Nor, on the converse, do we want to be responsible for your vice-inducing, liver-rotting, child-labor-law-violating, all white people, no-women-allowed booze images.
So as a defiant moody artist worth my salt, I've got to think of something else. Tampax, maybe.
Money
As a user, I love Napster. It carries some risk. I hear idealistic business people talk about how people that are musicians would be musicians no matter what and that we're already doing it for free, so what about copyright?
Please. It's incredibly easy not to be a musician. It's always a struggle and a dangerous career choice. We are motivated by passion and by money.
That's not a dirty little secret. It's a fact. Take away the incentive for major or minor financial reward and you dilute the pool of musicians. I am not saying that only pure artists will survive. Like a few of the more utopian people who discuss this, I don't want just pure artists to survive.
Where would we all be without the trash? We need the trash to cover up our national depression. The utopians also say that because in their minds "pure" artists are all Ani DiFranco and don't demand a lot of money. Why are the utopians all entertainment lawyers and major label workers anyway? I demand a lot of money if I do a big huge worthwhile job and millions of people like it, don't kid yourself. In economic terms, you've got an industry that's loathsome and outmoded, but when it works it creates some incentive and some efficiency even though absolutely no one gets paid.
We suffer as a society and a culture when we don't pay the true value of goods and services delivered. We create a lack of production. Less good music is recorded if we remove the incentive to create it.
Music is intellectual property with full cash and opportunity costs required to create, polish and record a finished product. If I invest money and time into my business, I should be reasonably protected from the theft of my goods and services. When the judgment came against MP3.com, the RIAA sought damages of $150,000 for each major-label-"owned" musical track in MP3's database. Multiply by 80,000 CDs, and MP3.com could owe the gatekeepers $120 billion.
But what about the Plimsouls? Why can't MP3.com pay each artist a fixed amount based on the number of their downloads? Why on earth should MP3.com pay $120 billion to four distribution companies, who in most cases won't have to pay a nickel to the artists whose copyrights they've stolen through their system of organized theft?
It's a ridiculous judgment. I believe if evidence had been entered that ultimately it's just shuffling big cash around two or three corporations, I can only pray that the judge in the MP3.com case would have seen the RIAA's case for the joke that it was.
I'd rather work out a deal with MP3.com myself, and force them to be artist-friendly, instead of being laughed at and having my money hidden by a major label as they sell my records out the back door, behind everyone's back.
How dare they behave in such a horrified manner in regards to copyright law when their entire industry is based on piracy? When Mister Label Head Guy, whom my lawyer yelled at me not to name, got caught last year selling millions of "cleans" out the back door. "Cleans" being the records that aren't for marketing but are to be sold. Who the f**k is this guy? He wants to save a little cash so he f**k the artist and goes home? Do they fire him? Does Chuck Phillips of the LA Times say anything? No way! This guy's a source! He throws awesome dinner parties! Why f**k with the status quo? Let's pick on Lars Ulrich instead because he brought up an interesting point!
Conclusion
I'm looking for people to help connect me to more fans, because I believe fans will leave a tip based on the enjoyment and service I provide. I'm not scared of them getting a preview. It really is going to be a global village where a billion people have access to one artist and a billion people can leave a tip if they want to.

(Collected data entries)

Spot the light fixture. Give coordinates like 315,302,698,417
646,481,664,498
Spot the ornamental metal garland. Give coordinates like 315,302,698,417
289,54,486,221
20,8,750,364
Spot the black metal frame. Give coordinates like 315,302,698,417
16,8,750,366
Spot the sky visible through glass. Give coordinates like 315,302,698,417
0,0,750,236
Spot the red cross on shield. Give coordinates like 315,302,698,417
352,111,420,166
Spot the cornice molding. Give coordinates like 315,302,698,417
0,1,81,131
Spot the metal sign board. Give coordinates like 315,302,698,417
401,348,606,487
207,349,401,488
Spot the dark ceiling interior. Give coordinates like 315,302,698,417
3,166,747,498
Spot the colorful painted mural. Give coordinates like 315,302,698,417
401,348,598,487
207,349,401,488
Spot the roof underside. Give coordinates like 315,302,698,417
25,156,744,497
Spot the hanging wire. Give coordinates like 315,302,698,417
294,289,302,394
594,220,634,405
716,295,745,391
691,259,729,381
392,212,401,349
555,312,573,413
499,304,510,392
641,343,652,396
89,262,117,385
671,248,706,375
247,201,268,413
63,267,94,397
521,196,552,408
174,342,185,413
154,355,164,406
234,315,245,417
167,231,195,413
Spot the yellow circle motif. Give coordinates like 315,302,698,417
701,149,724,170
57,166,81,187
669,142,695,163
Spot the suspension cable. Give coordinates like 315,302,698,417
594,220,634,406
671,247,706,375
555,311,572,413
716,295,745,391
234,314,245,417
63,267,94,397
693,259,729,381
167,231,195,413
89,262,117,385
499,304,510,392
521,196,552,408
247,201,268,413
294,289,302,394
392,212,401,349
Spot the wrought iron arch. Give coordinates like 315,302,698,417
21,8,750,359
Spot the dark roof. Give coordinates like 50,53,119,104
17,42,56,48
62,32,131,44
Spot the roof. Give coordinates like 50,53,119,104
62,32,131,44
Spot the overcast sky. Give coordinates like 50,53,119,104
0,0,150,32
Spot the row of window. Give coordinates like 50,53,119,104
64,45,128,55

● **Directives**:
(a) Duplicate the passage on music copyright between "I'd rather work" and "behind everyone's back.", inclusive.
(b) In the entries, take the lines between the lines holding "Spot the metal" and "25,156,744,497", inclusive, and swap "mural" for "fresco". Return only those lines, with nothing else changed.
These entries are unrelated to the passage on music copyright.

● **Solution list**:
(a)
I'd rather work out a deal with MP3.com myself, and force them to be artist-friendly, instead of being laughed at and having my money hidden by a major label as they sell my records out the back door, behind everyone's back.

(b)
Spot the metal sign board. Give coordinates like 315,302,698,417
401,348,606,487
207,349,401,488
Spot the dark ceiling interior. Give coordinates like 315,302,698,417
3,166,747,498
Spot the colorful painted fresco. Give coordinates like 315,302,698,417
401,348,598,487
207,349,401,488
Spot the roof underside. Give coordinates like 315,302,698,417
25,156,744,497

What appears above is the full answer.